§ **Task details**
Pick up the Mustache benchmark commit message after its last sentence and keep writing it.

§ **Provided passage**
━━━━━━━━
From 1867ca7afeea5eded105f868720b832ac2a4e204 Mon Sep 17 00:00:00 2001
From: Paul Kirth <paulkirth@google.com>
Date: Thu, 25 Sep 2025 17:09:05 -0700
Subject: [PATCH] [llvm] Add benchmarks for Mustache (#160164)

The mustache library still has many issues with performance. While not
critical, template rendering is fairly simple, and should be fast. This
is hard to reason about without a benchmark. Since there is no standard
benchmark suite for Mustache, we can construct some benchmarks that will
stress our implementation.

This commit adds a new benchmark suite (MustacheBench) that tests
several
key performance areas:

- Parsing (Complex): Measures the one-time parse cost of a large
  template.
- Parsing (Small): Measures the parse cost of a small template with deep
  keys.
- Data Traversal: Stresses hot, cached data traversal using a
  5k-iteration loop inside the template.
- Context Stack: Tests the render cost of deeply nested sections
  (50 levels).
- Array Iteration: Benchmarks section iteration over a 100,000-item
  array.
- Partial Rendering: Tests partial tag performance inside a large loop.
- String Escaping: Measures HTML-escaping a large string.
- String Unescaped (Triple): Baseline for {{{...}}} syntax.
- String Unescaped (Ampersand): Baseline for {{& ...}} syntax.
- Output Buffer: Tests rendering a single 1MB string.

Initial results show that Partial rendering is by far the slowest
operation. The cost per-item is ~3x higher than simple iteration,
because partial templates are being re-parsed on every call instead of
being cached. It also shows that the logic for HTML escaping is very
expensive likely due to the character by character parsing done to
escapes.
━━━━━━━━
§ **Material supplied**
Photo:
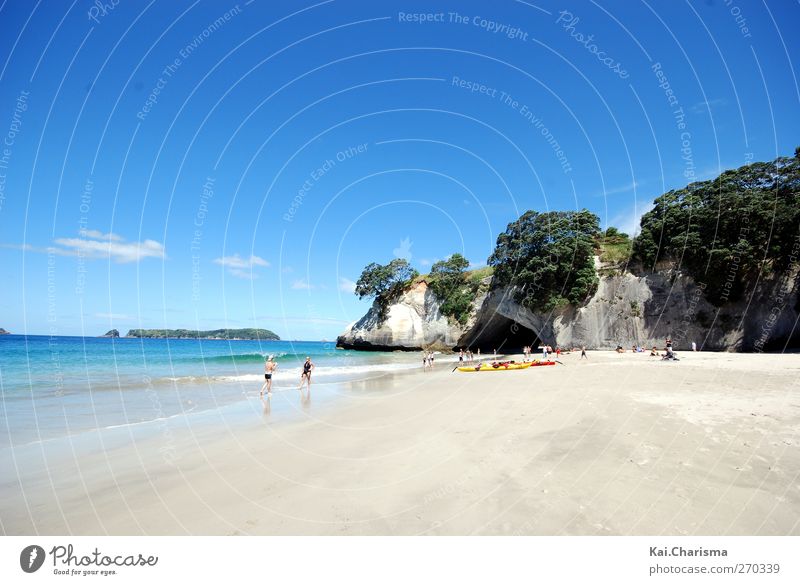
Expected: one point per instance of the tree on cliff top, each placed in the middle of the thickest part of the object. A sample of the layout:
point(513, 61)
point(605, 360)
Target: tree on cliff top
point(448, 280)
point(385, 282)
point(548, 257)
point(726, 231)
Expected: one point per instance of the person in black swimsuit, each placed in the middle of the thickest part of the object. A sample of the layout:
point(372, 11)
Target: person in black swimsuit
point(306, 375)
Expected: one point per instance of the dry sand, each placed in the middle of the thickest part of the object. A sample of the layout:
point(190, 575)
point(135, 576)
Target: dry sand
point(616, 444)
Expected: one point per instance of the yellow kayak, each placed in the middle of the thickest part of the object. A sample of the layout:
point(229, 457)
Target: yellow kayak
point(491, 368)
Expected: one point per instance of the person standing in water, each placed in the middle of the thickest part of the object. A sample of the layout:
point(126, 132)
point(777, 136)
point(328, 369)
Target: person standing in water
point(305, 377)
point(269, 368)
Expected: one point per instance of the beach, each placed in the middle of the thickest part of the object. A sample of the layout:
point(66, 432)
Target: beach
point(616, 444)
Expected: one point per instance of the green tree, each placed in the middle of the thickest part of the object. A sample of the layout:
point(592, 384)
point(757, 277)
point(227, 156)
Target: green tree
point(726, 231)
point(448, 281)
point(385, 282)
point(548, 257)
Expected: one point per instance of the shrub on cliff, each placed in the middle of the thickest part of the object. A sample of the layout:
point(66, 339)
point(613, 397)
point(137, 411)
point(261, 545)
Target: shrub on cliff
point(448, 280)
point(385, 282)
point(725, 231)
point(548, 257)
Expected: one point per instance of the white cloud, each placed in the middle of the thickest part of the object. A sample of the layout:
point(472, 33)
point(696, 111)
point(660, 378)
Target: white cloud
point(346, 285)
point(98, 235)
point(404, 249)
point(621, 189)
point(114, 316)
point(117, 250)
point(241, 267)
point(629, 221)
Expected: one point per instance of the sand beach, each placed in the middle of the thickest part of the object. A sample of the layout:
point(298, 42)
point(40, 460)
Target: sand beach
point(618, 444)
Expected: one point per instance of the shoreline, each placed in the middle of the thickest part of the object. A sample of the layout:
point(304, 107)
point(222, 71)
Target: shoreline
point(618, 444)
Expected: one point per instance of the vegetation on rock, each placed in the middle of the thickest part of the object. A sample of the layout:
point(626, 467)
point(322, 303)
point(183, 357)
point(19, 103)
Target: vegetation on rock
point(385, 282)
point(454, 287)
point(548, 257)
point(614, 247)
point(726, 231)
point(249, 333)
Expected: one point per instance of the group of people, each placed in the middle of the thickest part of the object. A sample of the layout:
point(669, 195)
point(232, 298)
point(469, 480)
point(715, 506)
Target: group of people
point(270, 365)
point(466, 355)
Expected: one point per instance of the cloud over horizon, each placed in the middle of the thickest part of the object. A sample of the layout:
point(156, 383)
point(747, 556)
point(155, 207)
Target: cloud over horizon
point(241, 267)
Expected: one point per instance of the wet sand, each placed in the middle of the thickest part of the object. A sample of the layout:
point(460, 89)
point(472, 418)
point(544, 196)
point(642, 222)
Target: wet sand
point(616, 444)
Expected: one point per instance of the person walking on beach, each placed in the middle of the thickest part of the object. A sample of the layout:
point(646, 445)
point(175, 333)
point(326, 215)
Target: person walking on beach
point(305, 377)
point(269, 368)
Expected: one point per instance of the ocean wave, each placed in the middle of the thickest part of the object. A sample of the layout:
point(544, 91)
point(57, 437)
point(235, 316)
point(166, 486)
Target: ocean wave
point(251, 357)
point(344, 372)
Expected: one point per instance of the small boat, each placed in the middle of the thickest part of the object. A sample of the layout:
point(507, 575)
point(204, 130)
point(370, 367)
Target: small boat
point(495, 367)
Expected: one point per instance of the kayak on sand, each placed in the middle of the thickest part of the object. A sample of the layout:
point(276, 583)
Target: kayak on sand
point(494, 367)
point(543, 363)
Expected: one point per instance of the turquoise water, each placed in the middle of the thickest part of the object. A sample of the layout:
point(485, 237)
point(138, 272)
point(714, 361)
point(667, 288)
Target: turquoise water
point(54, 387)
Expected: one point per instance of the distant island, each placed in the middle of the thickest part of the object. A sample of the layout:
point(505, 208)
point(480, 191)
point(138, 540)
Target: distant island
point(249, 334)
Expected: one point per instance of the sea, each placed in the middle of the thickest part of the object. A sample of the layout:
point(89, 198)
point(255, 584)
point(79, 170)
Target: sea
point(57, 387)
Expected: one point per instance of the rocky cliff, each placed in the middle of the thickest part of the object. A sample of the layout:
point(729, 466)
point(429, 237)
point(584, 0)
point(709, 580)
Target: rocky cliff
point(627, 309)
point(413, 322)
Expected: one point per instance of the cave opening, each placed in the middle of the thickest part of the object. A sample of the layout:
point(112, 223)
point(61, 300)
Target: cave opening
point(502, 334)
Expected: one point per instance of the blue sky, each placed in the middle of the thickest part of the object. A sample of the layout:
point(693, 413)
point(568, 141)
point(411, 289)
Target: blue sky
point(213, 164)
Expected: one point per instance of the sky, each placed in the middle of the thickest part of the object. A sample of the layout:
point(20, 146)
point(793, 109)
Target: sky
point(208, 164)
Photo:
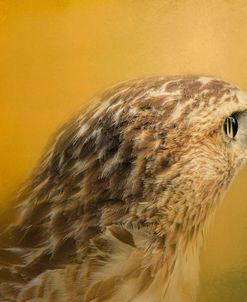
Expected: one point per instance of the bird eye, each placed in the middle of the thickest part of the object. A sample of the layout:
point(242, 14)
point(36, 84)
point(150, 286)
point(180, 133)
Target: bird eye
point(231, 126)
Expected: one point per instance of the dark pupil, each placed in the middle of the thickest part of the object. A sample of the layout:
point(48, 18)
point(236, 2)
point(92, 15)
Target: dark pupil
━━━━━━━━
§ **Task output**
---
 llvm/benchmarks/CMakeLists.txt |   1 +
 llvm/benchmarks/Mustache.cpp   | 256 +++++++++++++++++++++++++++++++++
 2 files changed, 257 insertions(+)
 create mode 100644 llvm/benchmarks/Mustache.cpp
diff --git a/llvm/benchmarks/CMakeLists.txt b/llvm/benchmarks/CMakeLists.txt
index 57d49ed15374..3cbfb0d44e5a 100644
--- a/llvm/benchmarks/CMakeLists.txt
+++ b/llvm/benchmarks/CMakeLists.txt
@@ -10,6 +10,7 @@ add_benchmark(GetIntrinsicForClangBuiltin GetIntrinsicForClangBuiltin.cpp PARTIA
 add_benchmark(FormatVariadicBM FormatVariadicBM.cpp PARTIAL_SOURCES_INTENDED)
 add_benchmark(GetIntrinsicInfoTableEntriesBM GetIntrinsicInfoTableEntriesBM.cpp PARTIAL_SOURCES_INTENDED)
 add_benchmark(SandboxIRBench SandboxIRBench.cpp PARTIAL_SOURCES_INTENDED)
+add_benchmark(MustacheBench Mustache.cpp PARTIAL_SOURCES_INTENDED)
 
 add_benchmark(RuntimeLibcallsBench RuntimeLibcalls.cpp PARTIAL_SOURCES_INTENDED)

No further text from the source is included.